### TASK DESCRIPTION
Rewrite every entry below with "one marker per instance" replaced by "one point per item" and nothing else changed. Leave the pictures out of your answer.
________________
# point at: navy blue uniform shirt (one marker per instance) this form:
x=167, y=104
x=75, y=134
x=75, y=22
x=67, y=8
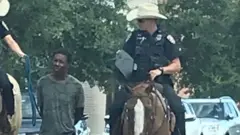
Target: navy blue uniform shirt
x=170, y=50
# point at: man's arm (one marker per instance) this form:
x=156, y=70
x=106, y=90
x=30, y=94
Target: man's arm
x=80, y=103
x=39, y=97
x=172, y=52
x=5, y=35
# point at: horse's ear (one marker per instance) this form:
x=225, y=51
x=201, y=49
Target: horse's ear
x=150, y=87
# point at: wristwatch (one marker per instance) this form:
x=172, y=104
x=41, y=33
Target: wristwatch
x=162, y=71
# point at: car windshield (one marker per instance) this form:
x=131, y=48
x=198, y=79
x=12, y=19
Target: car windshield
x=209, y=110
x=26, y=107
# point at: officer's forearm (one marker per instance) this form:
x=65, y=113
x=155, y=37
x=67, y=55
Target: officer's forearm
x=172, y=68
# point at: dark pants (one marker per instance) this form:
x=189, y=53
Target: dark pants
x=174, y=102
x=7, y=92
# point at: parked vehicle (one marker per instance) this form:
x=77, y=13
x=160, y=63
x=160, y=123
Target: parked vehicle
x=192, y=122
x=28, y=129
x=218, y=116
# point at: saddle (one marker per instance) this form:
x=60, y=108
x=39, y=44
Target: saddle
x=146, y=112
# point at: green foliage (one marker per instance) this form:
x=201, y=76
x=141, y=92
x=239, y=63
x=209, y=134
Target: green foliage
x=91, y=30
x=210, y=57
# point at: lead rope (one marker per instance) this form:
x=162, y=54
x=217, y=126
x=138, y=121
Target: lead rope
x=29, y=87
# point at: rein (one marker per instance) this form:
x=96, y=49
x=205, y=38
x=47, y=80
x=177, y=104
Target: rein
x=29, y=87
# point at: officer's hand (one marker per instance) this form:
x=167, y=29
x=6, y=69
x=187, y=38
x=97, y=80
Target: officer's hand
x=154, y=73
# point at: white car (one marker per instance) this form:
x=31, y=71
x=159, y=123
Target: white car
x=218, y=116
x=192, y=122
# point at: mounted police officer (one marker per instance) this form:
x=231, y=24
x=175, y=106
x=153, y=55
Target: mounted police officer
x=154, y=54
x=5, y=84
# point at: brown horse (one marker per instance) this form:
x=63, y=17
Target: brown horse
x=145, y=96
x=11, y=125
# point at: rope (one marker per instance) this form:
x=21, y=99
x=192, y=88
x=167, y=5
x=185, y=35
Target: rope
x=28, y=79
________________
### SOLUTION TO THIS TASK
# point at: navy blue uniform shirt (one point per item) this form:
x=167, y=104
x=75, y=134
x=75, y=22
x=67, y=8
Target: navy blue uniform shirt
x=170, y=50
# point at: man's arm (one point per item) this form:
x=156, y=70
x=106, y=90
x=30, y=94
Target: man's arm
x=80, y=103
x=39, y=97
x=172, y=52
x=5, y=35
# point at: horse's ear (one point per item) this form:
x=225, y=51
x=201, y=49
Target: horse's ear
x=150, y=87
# point at: wristwatch (one point per item) this form:
x=172, y=104
x=41, y=33
Target: wristwatch
x=162, y=71
# point at: car windshield (one point per item) this form:
x=131, y=48
x=198, y=79
x=12, y=19
Target: car windshield
x=209, y=110
x=26, y=107
# point at: officer's forearm (one point per item) this form:
x=65, y=113
x=155, y=37
x=67, y=55
Target: officer's forearm
x=172, y=68
# point at: dark pants (one point per item) this form:
x=189, y=53
Target: dark pants
x=174, y=102
x=7, y=92
# point at: parked vehicle (one point per item) this form:
x=77, y=13
x=160, y=63
x=160, y=123
Target: parked vehicle
x=192, y=122
x=28, y=129
x=218, y=116
# point at: saddle (one point per item) this form:
x=60, y=108
x=39, y=44
Target: saddle
x=146, y=112
# point at: green foliage (one point per item) this form:
x=201, y=76
x=141, y=92
x=239, y=63
x=209, y=134
Target: green foliage
x=91, y=30
x=210, y=57
# point at: lead rope (one point per item) this form:
x=162, y=54
x=217, y=126
x=138, y=121
Target: lead rope
x=29, y=87
# point at: rein (one point per item) this form:
x=96, y=49
x=205, y=38
x=47, y=80
x=177, y=104
Target: rein
x=29, y=87
# point at: officer's hand (one point per item) this form:
x=167, y=29
x=6, y=69
x=187, y=38
x=97, y=80
Target: officer's hand
x=154, y=73
# point at: white car (one point per item) this form:
x=31, y=71
x=159, y=123
Target: white car
x=218, y=116
x=192, y=122
# point at: mounted police officer (one point per item) this form:
x=231, y=24
x=175, y=106
x=153, y=55
Target: mounted police officer
x=154, y=54
x=5, y=84
# point at: brown horse (one point per item) this form:
x=63, y=17
Target: brown horse
x=145, y=96
x=11, y=125
# point at: rope (one point per item) this form:
x=21, y=99
x=192, y=88
x=167, y=5
x=185, y=35
Target: rope
x=28, y=79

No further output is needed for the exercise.